-- Start of Data supplied --

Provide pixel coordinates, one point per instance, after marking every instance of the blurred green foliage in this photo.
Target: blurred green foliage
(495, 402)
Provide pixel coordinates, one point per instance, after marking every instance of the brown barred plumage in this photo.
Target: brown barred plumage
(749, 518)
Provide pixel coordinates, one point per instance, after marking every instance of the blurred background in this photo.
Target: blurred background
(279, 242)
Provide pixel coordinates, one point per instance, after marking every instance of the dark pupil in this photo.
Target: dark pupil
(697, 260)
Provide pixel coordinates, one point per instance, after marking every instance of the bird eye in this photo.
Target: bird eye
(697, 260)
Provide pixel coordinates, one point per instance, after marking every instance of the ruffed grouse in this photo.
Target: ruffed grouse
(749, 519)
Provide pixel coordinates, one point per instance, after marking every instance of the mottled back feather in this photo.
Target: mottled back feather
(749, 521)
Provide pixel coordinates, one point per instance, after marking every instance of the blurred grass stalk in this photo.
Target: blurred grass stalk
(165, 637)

-- End of Data supplied --

**Required work:**
Copy out the lines of the items from the one containing "stalk in this photo." through the last line, both ends included.

**Written solution:**
Provide pixel coordinates, one point per instance, after marking every instance of the blurred grass stalk in this photo.
Target: blurred grass stalk
(165, 637)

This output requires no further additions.